(WHAT YOU WILL DO) The data below needs to be returned exactly, line for line.

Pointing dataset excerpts
<<<<

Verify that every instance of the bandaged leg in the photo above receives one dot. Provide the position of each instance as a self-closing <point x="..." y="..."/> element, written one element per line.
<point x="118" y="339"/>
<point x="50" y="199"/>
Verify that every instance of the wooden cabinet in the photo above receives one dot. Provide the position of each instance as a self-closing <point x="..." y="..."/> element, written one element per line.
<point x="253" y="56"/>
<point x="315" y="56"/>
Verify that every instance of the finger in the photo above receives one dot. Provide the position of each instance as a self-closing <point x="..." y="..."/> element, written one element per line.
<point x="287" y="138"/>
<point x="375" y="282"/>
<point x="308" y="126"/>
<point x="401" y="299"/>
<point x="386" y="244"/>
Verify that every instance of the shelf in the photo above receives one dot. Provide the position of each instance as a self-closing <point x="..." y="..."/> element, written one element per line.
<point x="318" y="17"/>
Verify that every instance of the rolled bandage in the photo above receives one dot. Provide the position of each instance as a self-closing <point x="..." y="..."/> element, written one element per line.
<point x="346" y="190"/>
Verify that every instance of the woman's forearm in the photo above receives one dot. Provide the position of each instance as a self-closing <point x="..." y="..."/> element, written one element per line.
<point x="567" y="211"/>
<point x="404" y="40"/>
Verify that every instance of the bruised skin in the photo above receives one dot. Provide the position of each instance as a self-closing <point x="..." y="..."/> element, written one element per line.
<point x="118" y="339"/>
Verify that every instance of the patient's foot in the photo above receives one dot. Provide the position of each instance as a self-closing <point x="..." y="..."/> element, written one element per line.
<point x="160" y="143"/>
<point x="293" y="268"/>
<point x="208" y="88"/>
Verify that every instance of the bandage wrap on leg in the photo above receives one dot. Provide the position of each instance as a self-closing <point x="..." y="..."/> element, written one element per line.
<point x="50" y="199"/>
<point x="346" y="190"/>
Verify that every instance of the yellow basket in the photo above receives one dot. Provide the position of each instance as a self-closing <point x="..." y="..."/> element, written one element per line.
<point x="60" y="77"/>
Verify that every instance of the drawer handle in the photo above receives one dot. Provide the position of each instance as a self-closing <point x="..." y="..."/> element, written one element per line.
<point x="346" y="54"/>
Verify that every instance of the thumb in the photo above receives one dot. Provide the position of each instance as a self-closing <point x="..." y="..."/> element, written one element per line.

>>>>

(PROBLEM SOLUTION)
Verify that every instance of the bandaged leg in the photo above receives one dot. Provide the position of each instance as a self-closing <point x="..." y="..."/> element, written one element per line.
<point x="118" y="339"/>
<point x="50" y="199"/>
Verify that every instance of the wooden cabinet in the photo above receives one dot. Provide the position of each instance as a self-closing <point x="..." y="..."/> element, written one element per line.
<point x="253" y="56"/>
<point x="315" y="56"/>
Verify that every instance of the finger in the photo above receives one dot. Provide the position of each instance as a self-closing <point x="..." y="..."/> element, written one element per line.
<point x="287" y="138"/>
<point x="375" y="282"/>
<point x="308" y="126"/>
<point x="401" y="299"/>
<point x="386" y="244"/>
Verify that every instance of the shelf in the photo above receives one dot. Provide the position of each instance as a self-closing <point x="..." y="..."/> element, written one element per line.
<point x="318" y="17"/>
Verify that every instance of the rolled bandage in the photo above receives one dot. Provide the position of each instance as a self-closing <point x="..." y="..."/> element, written one element per line.
<point x="346" y="190"/>
Verify that every instance of the woman's forearm in the photo above receives one dot. Provide the position of each instance as a self-closing <point x="..." y="..."/> element, written one element per line.
<point x="567" y="211"/>
<point x="404" y="40"/>
Verify that every instance of the bruised skin in the photo above receives one dot. Provide the position of each instance as a self-closing <point x="..." y="..."/> element, written one element per line.
<point x="118" y="339"/>
Verify that every instance of the patient's foot in the photo above receives one dot. Provide the position of each instance as a self-closing <point x="..." y="..."/> element, written one element per line.
<point x="160" y="143"/>
<point x="293" y="268"/>
<point x="208" y="88"/>
Verify that every instance of the bandage wrap on leg in the photo above receives one dot. Provide the position of each instance as a self-closing <point x="..." y="..."/> element, written one element per line.
<point x="50" y="199"/>
<point x="346" y="190"/>
Verify that every instance of the yellow basket in the photo above receives one dot. Provide the position of each instance as a self-closing <point x="..." y="..."/> element, written one element per line.
<point x="60" y="77"/>
Verify that every instance of the drawer handle in the photo above receives one dot. Provide the position of each instance as a self-closing <point x="..." y="..."/> element, written one element per line.
<point x="346" y="54"/>
Verify that every instance of the thumb in the photo above receives one dot. Provide the position of each instance as a self-closing <point x="..." y="..."/> element, written one element per line.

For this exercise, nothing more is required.